■ WHAT TO WORK ON
1. Transcribe the stretch from "1. Mark all" through "the steps (loop)" in the text on finding all paths between two vertices with depth-first search.
2. Pick up the text on finding all paths between two vertices with depth-first search and continue it from the point where it stops.

■ READING TEXT
++++++++++++++++++++

Approach: Use Depth First Search

  1. Mark all the nodes as unvisited and create and empty path and make the pathExist false.
  2. Start from the vertex v1 and visit the next vertex (use adjacency list).
  3. Keep track of visited nodes to avoid cycles.
  4. Add current vertex to result (taking integer array here) to keep track of path from vertex v1.
  5. Now if you look carefully, the new problem is to find paths from the current vertex to destination. For instance as per the example above, start from vertex 0 and visit vertex 1. Now all the paths from vertex 1 to vertex 5 will be included in our final result if we add vertex 0. So make a recursive call with source as vertex 1 and destination as vertex 5.
  6. Once reach to the destination vertex, print the path.
  7. Mark the current node as unmarked and delete it from path.
  8. Now visit the next node in adjacency list in step 1 and repeat all the steps (loop)

Implementation

Following is C++ implementation of above approach.

# // C++ program to print the paths between two vertices
#include<iostream> 
#include<list> 
using namespace std;  
  
// Graph class represents a directed graph 
// using adjacency list representation 
class Graph 
{ 
    int V;    // No. of vertices  
    // Pointer to an array containing 
    // adjacency lists 
    list<int> *adj; 
  
    // A recursive function used by printAllPaths()
    void printAllPathsUtil(int v1, int v2, bool visited[], int path[], int index); 
public: 
    Graph(int V);   // Constructor 
    bool pathExist; //variable to indicate if path exist or not
    // function to add an edge to graph 
    void addEdge(int v, int w); 
    void printAllPaths(int v1, int v2);
    
}; 
  
Graph::Graph(int V) 
{ 
    this->V = V; 
    adj = new list<int>[V]; 
} 
  
void Graph::addEdge(int v, int w) 
{ 
    adj[v].push_back(w); // Add w to v’s list. 
} 

// A recursive function to print all paths from 'v1' to 'v2'. 
// visited[] keeps track of vertices in current path. 
// path[] stores actual vertices and index is current 
// index in path[] 
void Graph::printAllPathsUtil(int v1, int v2, bool visited[], int path[], int index)

++++++++++++++++++++

■ PROVIDED DATA
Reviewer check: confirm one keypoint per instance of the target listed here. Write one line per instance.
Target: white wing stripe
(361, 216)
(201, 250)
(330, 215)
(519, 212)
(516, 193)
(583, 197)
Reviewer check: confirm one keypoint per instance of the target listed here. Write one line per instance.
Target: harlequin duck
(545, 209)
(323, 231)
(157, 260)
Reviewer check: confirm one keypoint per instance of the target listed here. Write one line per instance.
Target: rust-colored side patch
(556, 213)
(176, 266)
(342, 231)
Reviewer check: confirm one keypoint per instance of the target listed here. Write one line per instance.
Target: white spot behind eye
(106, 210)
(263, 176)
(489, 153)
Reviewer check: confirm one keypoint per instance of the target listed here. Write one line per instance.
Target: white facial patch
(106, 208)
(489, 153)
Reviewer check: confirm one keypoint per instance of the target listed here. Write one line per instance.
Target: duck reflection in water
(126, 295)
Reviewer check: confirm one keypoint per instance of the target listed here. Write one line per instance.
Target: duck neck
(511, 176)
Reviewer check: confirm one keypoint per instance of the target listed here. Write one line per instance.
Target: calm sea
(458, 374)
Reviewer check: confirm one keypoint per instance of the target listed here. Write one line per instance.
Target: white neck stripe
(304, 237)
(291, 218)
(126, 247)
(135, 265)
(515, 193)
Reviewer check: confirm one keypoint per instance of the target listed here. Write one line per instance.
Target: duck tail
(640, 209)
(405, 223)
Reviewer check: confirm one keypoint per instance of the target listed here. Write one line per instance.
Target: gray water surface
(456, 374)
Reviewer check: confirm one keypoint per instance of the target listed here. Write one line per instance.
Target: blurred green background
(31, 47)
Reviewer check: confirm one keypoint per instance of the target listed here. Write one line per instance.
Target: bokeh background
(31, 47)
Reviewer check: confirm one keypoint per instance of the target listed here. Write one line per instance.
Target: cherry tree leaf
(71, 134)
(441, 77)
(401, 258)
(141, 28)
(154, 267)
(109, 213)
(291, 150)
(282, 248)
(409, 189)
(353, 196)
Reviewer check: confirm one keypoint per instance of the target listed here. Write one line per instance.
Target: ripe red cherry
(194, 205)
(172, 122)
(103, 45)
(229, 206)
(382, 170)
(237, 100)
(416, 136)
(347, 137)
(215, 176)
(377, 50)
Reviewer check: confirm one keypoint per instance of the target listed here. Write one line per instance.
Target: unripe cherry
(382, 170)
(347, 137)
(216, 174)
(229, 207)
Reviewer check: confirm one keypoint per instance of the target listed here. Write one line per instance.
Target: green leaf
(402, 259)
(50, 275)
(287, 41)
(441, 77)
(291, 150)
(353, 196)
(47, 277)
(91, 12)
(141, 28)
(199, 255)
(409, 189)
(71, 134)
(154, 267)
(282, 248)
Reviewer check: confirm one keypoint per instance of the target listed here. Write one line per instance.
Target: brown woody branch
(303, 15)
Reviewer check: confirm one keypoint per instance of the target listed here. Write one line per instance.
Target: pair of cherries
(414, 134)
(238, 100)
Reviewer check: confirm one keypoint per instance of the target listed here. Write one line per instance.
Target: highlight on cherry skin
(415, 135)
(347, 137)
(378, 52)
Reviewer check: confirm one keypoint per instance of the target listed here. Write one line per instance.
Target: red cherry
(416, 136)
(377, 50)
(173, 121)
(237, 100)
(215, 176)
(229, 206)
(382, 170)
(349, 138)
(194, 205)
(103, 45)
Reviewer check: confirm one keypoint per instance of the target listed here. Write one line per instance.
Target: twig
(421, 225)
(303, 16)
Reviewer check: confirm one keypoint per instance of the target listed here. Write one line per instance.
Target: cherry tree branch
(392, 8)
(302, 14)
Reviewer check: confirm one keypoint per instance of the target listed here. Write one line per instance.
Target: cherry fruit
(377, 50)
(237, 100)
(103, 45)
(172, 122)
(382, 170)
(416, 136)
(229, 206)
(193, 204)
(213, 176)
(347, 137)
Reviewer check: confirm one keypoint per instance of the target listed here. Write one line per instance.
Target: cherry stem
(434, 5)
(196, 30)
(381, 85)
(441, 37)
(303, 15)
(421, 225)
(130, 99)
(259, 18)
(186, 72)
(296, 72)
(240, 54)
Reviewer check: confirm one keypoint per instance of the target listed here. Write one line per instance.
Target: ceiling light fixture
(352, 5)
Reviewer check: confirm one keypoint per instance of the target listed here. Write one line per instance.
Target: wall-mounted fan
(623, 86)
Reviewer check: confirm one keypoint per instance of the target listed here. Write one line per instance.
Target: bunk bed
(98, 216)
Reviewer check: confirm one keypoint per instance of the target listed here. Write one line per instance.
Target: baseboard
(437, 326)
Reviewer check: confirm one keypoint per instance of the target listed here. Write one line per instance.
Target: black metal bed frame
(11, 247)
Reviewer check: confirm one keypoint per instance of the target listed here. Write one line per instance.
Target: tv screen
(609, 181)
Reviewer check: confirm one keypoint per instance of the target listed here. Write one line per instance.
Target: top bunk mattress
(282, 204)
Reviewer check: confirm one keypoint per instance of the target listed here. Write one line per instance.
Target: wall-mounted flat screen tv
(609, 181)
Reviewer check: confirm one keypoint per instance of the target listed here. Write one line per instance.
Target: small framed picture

++++++++++++++++++++

■ ANSWERS IN ORDER
1.
1. Mark all the nodes as unvisited and create and empty path and make the pathExist false.
  2. Start from the vertex v1 and visit the next vertex (use adjacency list).
  3. Keep track of visited nodes to avoid cycles.
  4. Add current vertex to result (taking integer array here) to keep track of path from vertex v1.
  5. Now if you look carefully, the new problem is to find paths from the current vertex to destination. For instance as per the example above, start from vertex 0 and visit vertex 1. Now all the paths from vertex 1 to vertex 5 will be included in our final result if we add vertex 0. So make a recursive call with source as vertex 1 and destination as vertex 5.
  6. Once reach to the destination vertex, print the path.
  7. Mark the current node as unmarked and delete it from path.
  8. Now visit the next node in adjacency list in step 1 and repeat all the steps (loop)

2.
{ 
    // Mark the current node as visited and store it in path[] 
    visited[v1] = true;
    path[index]=v1;
    index++;
    // If current vertex is same as v2, then print 
	// current path[] 
    if(v1==v2){
        int i;
        if(!pathExist)
            cout<<"Following are the paths between "<<path[0]<<" and "<<path[index-1]<<endl;
        pathExist=true;
        for(i=0;i<index-1;i++)
            cout<<path[i]<<"->";
        cout<<path[i]<<endl;
    }
    else{ // If current vertex is not v2 
    // Recur for all the vertices adjacent 
    // to this vertex 
        list<int>::iterator i; 
        for (i = adj[v1].begin(); i != adj[v1].end(); ++i) 
            if (!visited[*i]) 
                printAllPathsUtil(*i, v2, visited, path, index); 
    }
    // Remove current vertex from path[] and mark it as unvisited 
    index--;
    visited[v1]=false;
} 
  
// DFS traversal of the vertices reachable from v. 
// It uses recursive prinAllPathsUtil 
void Graph::printAllPaths(int v1, int v2) 
{ 
    // Mark all the vertices as not visited 
    bool *visited = new bool[V]; 
    for (int i = 0; i < V; i++) 
        visited[i] = false;
        
    // Create an array to store paths 
    int *path = new int[V];
    
    // Initialize path[] as empty 
    int index = 0;
    
    pathExist=false;
    
    // Call the recursive helper function to print all paths 
    printAllPathsUtil(v1,v2,visited,path,index);
    
   
} 
  
// Driver code 
int main() 
{
    // Create a graph given in the above diagram
    Graph g(8);
    g.addEdge(0,1);
    g.addEdge(1, 3); 
	g.addEdge(2, 1); 
	g.addEdge(3, 2); 
	g.addEdge(3, 4); 
	g.addEdge(4, 5); 
	g.addEdge(6, 4);
	g.addEdge(5,7);
	g.addEdge(7,6);
	g.addEdge(0,2);
	g.addEdge(2,6);
	int v1=0, v2=6;
	g.printAllPaths(v1,v2);
	if(!g.pathExist){
	    cout<<"There is no path exist between "<<v1<<" and "<<v2;
	}
    return 0; 
} 

Output:

Following are the paths between 0 and 6
0->1->3->2->6
0->1->3->4->5->7->6
0->2->1->3->4->5->7->6
0->2->6

Example:

  • printAllthePaths() function initialize visited array mark all the node as unvisited and creates an empty path error and initially path exist is false than is call the printAllthePathsUtil() the helper function.
  • printAllthePathsUtil() simply do the DFS from the given vertex goto vertices which are reachable from given vertex.
  • Let's Take an example all the paths from 0 to 6.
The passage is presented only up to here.